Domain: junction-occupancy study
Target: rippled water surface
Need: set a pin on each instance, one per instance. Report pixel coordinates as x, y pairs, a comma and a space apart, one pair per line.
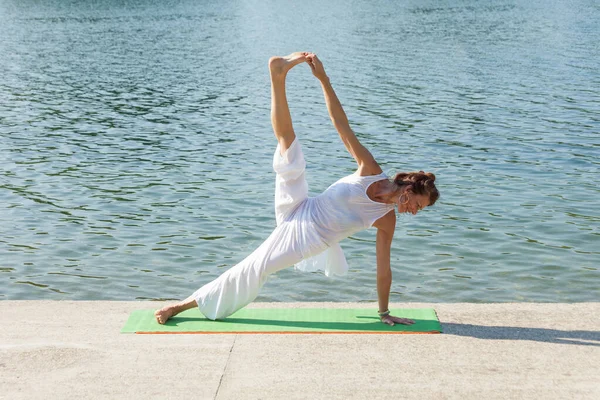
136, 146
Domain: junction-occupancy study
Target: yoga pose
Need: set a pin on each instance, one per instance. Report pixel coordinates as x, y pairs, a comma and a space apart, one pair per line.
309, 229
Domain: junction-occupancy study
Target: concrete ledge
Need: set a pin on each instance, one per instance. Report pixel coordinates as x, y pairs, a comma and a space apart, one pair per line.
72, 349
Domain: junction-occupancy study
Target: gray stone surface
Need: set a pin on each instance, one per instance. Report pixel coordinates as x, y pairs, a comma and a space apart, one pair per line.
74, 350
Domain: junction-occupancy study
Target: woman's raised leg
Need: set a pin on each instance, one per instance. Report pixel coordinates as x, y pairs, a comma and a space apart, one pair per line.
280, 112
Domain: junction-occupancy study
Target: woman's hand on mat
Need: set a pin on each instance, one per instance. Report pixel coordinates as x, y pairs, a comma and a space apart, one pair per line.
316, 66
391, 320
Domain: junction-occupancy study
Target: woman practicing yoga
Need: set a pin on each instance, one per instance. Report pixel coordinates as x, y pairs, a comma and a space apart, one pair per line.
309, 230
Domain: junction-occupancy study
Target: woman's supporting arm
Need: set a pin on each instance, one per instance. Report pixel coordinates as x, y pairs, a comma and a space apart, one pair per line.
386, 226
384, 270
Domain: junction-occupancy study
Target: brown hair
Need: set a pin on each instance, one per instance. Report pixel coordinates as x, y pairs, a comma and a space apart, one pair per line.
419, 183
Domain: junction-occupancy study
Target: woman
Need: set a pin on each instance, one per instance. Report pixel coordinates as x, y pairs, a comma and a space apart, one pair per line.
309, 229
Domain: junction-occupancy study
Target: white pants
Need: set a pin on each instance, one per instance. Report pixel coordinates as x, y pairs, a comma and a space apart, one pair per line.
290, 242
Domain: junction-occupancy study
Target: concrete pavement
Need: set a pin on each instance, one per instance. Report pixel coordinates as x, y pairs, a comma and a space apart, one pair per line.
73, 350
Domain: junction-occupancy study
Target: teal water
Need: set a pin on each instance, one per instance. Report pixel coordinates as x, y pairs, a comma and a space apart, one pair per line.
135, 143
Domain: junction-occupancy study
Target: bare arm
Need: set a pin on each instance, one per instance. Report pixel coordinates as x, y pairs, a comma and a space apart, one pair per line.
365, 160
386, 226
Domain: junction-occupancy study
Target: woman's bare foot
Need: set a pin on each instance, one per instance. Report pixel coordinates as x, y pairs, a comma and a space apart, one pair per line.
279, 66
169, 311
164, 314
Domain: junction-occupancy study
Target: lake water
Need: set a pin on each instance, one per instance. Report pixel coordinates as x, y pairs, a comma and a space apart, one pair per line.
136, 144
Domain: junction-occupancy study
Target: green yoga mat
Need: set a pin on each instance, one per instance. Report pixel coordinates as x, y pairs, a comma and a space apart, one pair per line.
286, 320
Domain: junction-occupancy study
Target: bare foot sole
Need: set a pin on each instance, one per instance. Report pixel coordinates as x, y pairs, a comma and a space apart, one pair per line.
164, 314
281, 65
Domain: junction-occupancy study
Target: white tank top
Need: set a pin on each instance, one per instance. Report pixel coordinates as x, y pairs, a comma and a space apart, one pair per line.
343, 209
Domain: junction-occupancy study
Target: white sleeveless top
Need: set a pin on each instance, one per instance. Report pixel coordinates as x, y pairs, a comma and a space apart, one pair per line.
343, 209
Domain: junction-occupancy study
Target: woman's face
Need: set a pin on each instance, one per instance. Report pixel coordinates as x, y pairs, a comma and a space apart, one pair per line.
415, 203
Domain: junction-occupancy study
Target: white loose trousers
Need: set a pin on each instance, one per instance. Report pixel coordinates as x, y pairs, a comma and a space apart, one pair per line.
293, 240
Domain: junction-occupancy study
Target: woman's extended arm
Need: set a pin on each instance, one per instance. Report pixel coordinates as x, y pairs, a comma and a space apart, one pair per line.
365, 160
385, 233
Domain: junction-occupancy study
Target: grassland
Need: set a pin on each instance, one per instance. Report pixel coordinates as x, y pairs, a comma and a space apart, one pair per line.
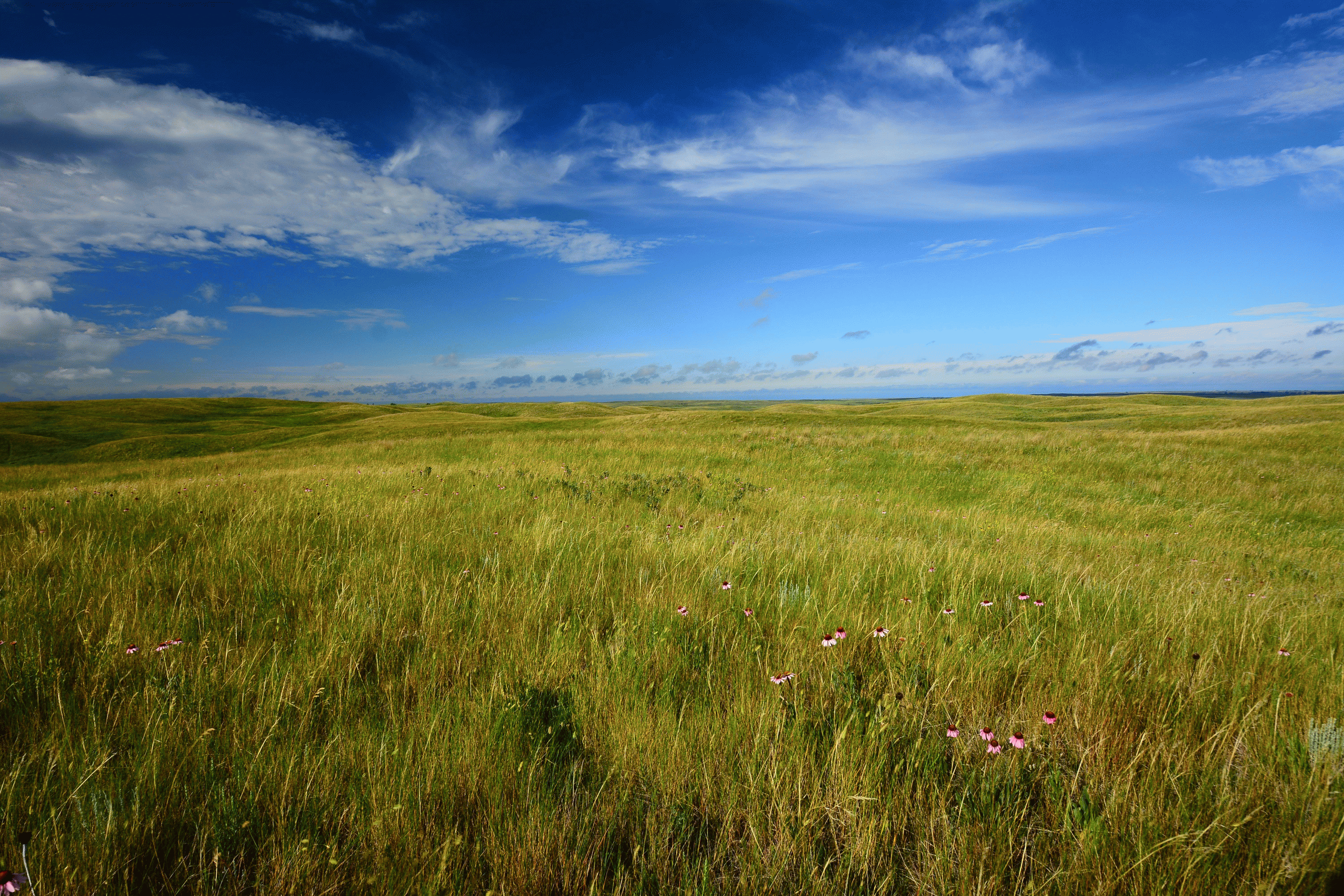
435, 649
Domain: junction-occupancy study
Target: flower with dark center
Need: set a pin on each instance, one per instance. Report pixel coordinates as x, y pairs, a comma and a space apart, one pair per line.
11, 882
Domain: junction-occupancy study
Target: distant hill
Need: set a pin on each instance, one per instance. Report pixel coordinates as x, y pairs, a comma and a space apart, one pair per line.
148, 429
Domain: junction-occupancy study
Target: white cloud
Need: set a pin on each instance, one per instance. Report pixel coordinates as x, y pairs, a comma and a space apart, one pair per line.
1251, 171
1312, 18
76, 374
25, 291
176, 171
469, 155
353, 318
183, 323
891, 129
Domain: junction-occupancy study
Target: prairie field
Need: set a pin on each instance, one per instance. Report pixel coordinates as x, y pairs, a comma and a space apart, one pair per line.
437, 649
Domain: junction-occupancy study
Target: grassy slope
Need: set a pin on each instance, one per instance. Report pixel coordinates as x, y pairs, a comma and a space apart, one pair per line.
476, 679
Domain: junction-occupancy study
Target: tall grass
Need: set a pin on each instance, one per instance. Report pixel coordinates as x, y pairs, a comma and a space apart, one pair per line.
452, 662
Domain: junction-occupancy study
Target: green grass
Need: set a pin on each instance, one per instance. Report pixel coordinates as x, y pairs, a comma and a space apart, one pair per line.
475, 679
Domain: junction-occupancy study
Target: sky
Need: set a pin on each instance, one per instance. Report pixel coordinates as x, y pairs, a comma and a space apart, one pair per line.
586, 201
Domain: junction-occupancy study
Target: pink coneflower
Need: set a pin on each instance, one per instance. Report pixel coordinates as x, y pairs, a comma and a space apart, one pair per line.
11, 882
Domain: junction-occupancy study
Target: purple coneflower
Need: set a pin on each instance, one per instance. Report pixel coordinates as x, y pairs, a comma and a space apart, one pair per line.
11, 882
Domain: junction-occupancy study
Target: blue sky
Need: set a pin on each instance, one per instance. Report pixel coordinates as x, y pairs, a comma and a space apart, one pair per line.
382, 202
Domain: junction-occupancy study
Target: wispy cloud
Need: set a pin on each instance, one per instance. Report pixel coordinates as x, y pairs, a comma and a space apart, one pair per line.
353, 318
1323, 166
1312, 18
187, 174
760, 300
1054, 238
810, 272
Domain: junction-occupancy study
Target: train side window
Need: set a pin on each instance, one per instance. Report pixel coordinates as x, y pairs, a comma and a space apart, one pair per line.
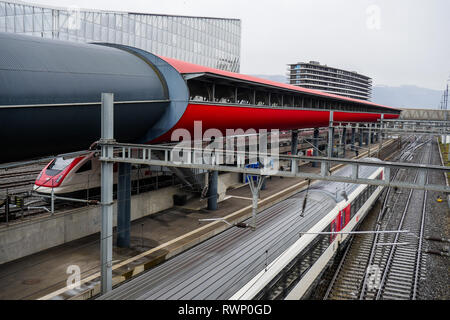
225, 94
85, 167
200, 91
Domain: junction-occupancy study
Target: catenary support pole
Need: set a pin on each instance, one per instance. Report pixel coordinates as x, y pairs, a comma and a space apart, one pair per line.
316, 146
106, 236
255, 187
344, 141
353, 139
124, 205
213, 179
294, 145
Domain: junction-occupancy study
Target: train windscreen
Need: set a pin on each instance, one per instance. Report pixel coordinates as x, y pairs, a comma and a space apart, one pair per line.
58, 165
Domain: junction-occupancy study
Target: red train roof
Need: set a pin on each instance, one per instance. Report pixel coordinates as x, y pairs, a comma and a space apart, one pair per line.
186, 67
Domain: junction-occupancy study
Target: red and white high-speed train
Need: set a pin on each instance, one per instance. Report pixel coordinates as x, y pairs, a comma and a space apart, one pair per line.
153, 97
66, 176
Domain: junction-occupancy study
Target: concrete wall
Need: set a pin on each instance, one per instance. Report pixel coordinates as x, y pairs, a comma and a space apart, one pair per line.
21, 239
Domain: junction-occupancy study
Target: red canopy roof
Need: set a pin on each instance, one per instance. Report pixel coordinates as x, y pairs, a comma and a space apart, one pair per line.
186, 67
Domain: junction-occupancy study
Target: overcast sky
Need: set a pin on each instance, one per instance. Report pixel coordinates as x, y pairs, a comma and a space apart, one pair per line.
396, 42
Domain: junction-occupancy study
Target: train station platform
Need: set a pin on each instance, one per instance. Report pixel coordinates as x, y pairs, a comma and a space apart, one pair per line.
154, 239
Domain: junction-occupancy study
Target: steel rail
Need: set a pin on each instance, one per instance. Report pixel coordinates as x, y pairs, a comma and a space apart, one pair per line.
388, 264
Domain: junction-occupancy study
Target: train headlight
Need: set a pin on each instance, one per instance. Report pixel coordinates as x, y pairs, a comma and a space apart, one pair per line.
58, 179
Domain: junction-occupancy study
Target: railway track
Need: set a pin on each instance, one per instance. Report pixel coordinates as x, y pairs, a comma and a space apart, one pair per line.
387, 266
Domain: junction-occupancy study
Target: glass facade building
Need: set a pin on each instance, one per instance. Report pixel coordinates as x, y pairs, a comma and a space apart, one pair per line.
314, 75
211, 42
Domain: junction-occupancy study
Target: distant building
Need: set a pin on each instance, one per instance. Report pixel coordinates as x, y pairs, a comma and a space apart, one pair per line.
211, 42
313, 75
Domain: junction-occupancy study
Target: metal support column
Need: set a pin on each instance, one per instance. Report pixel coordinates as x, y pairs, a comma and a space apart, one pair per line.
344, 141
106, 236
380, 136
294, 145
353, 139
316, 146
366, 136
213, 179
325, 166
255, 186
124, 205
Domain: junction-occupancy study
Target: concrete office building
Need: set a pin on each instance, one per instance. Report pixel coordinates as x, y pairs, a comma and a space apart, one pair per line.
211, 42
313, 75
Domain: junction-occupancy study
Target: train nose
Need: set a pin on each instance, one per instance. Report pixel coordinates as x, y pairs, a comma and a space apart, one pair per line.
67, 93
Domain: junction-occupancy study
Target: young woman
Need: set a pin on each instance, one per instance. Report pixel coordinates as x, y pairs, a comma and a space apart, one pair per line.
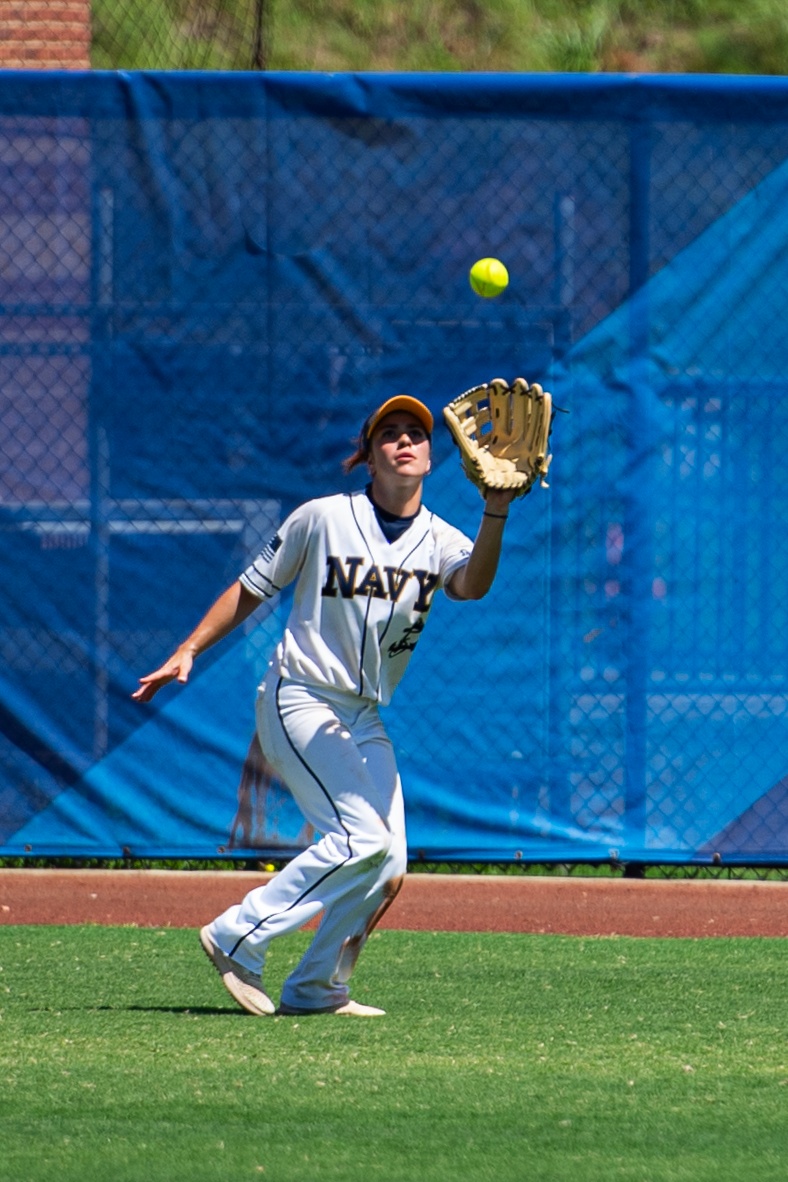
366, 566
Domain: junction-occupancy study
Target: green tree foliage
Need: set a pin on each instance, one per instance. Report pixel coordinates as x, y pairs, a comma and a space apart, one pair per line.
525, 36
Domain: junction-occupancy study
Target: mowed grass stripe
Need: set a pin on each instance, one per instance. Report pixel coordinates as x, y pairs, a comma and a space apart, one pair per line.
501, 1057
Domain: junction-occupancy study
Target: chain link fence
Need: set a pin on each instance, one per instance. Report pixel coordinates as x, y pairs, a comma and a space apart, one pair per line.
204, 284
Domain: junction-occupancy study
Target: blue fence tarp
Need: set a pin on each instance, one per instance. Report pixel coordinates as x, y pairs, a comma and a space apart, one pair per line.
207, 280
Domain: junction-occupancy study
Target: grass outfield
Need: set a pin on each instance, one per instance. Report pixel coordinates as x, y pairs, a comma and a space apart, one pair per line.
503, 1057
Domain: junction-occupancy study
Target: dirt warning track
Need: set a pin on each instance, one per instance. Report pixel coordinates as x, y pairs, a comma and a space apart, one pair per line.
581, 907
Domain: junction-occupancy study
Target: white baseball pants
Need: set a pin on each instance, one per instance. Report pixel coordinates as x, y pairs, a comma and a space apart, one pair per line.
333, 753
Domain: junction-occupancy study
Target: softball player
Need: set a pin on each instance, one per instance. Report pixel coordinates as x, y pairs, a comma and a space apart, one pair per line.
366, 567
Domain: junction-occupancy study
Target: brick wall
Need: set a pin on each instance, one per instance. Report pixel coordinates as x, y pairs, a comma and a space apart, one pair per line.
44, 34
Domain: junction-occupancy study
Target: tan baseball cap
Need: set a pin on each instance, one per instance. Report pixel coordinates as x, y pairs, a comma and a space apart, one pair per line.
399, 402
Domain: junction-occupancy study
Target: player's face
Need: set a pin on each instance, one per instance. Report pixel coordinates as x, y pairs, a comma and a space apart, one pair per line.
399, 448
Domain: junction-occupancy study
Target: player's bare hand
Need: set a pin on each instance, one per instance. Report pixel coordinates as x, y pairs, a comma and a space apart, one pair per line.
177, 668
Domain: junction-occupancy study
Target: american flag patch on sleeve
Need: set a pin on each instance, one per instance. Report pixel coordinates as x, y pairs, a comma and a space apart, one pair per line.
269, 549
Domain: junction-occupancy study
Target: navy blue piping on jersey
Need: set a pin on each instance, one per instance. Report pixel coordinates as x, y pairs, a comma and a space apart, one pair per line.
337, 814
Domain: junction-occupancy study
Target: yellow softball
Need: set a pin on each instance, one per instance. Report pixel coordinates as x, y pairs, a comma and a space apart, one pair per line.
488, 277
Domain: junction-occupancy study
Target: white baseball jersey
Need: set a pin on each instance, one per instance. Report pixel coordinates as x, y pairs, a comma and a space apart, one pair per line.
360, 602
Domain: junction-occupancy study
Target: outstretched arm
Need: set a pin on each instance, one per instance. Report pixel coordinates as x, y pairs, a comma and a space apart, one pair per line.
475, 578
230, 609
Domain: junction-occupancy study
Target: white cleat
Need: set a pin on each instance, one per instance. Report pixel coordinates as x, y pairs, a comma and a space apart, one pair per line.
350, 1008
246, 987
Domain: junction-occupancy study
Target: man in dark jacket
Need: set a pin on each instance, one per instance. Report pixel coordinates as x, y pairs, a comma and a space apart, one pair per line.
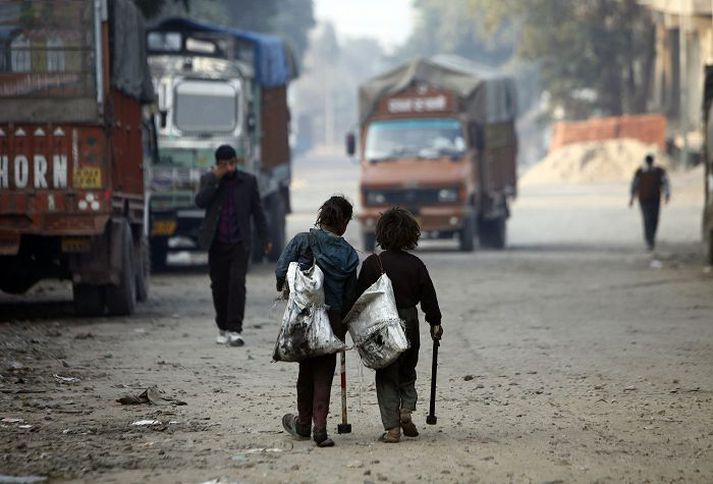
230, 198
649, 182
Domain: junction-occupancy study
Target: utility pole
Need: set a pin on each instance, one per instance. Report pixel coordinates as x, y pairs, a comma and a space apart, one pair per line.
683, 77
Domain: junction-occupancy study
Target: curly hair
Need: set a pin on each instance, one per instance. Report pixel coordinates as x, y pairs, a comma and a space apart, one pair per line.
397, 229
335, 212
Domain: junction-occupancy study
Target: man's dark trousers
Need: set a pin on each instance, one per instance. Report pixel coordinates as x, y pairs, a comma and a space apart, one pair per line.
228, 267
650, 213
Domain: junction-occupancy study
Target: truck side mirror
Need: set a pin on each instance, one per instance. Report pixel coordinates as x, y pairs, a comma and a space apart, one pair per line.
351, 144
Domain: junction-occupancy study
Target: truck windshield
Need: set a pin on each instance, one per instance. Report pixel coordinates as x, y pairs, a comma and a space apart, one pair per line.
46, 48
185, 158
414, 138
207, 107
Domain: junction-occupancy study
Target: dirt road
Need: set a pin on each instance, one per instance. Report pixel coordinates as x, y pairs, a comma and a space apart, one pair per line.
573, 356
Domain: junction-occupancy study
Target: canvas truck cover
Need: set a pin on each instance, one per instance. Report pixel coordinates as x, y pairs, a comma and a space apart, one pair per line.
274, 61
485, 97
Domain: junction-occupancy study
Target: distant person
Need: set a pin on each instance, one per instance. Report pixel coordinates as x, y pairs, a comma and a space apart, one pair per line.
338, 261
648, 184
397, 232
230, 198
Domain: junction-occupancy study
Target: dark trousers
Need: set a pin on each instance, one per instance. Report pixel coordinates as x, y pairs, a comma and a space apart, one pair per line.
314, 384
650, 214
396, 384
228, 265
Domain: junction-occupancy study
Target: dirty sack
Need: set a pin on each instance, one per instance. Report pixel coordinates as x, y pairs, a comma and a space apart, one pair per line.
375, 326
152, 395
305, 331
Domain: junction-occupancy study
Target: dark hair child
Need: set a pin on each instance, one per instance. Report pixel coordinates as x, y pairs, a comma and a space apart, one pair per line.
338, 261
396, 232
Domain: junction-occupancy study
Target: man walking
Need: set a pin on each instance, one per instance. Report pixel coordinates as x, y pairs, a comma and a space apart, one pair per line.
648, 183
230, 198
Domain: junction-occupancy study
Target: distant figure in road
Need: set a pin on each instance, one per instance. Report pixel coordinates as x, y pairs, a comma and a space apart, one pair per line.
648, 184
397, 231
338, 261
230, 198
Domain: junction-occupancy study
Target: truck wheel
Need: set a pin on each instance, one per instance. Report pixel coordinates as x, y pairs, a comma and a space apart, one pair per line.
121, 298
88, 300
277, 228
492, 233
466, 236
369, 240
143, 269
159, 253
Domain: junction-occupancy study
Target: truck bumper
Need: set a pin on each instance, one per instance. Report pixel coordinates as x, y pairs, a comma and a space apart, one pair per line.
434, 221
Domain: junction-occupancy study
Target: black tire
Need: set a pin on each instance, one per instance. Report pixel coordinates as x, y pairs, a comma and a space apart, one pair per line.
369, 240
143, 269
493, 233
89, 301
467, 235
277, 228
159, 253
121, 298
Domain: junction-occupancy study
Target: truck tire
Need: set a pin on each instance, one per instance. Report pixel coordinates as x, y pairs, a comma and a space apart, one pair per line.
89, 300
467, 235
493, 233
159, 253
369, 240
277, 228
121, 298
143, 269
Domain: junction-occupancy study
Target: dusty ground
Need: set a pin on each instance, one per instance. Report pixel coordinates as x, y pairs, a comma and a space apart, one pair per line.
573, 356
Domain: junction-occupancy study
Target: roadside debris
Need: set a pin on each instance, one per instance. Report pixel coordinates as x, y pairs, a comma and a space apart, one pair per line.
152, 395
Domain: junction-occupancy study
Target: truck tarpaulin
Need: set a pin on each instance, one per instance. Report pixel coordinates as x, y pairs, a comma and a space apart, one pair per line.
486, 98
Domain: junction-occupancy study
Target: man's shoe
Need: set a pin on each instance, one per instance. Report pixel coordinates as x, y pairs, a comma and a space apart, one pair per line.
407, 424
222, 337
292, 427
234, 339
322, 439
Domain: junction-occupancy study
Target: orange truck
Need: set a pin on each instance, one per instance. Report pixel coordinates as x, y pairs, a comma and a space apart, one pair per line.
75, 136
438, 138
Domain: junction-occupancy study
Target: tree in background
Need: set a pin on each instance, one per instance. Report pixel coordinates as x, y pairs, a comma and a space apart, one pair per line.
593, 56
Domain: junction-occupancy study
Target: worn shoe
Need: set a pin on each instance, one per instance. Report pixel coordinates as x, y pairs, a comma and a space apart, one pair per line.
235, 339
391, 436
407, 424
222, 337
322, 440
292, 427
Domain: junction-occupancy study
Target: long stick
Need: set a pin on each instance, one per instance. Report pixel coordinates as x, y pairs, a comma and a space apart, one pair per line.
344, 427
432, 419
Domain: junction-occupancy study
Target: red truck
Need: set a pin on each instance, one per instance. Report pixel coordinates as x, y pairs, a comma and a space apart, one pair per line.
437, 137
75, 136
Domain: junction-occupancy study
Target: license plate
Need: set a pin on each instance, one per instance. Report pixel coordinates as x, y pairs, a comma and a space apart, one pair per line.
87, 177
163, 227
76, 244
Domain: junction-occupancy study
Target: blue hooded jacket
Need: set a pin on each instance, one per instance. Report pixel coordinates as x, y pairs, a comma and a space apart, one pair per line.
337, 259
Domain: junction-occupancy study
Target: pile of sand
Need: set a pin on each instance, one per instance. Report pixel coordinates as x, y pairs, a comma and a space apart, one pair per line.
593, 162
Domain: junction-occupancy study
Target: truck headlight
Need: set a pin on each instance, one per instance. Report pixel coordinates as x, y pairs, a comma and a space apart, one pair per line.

*Task to complete*: Copy every line of the data above that contains the word "white".

*Result of the task*:
Target: white pants
Target: white tank top
Target: white sleeveless top
Target: white loose trousers
Target: white cloud
Target: red and white high-speed train
Target: white baseball pants
Target: white baseball jersey
Target: white cleat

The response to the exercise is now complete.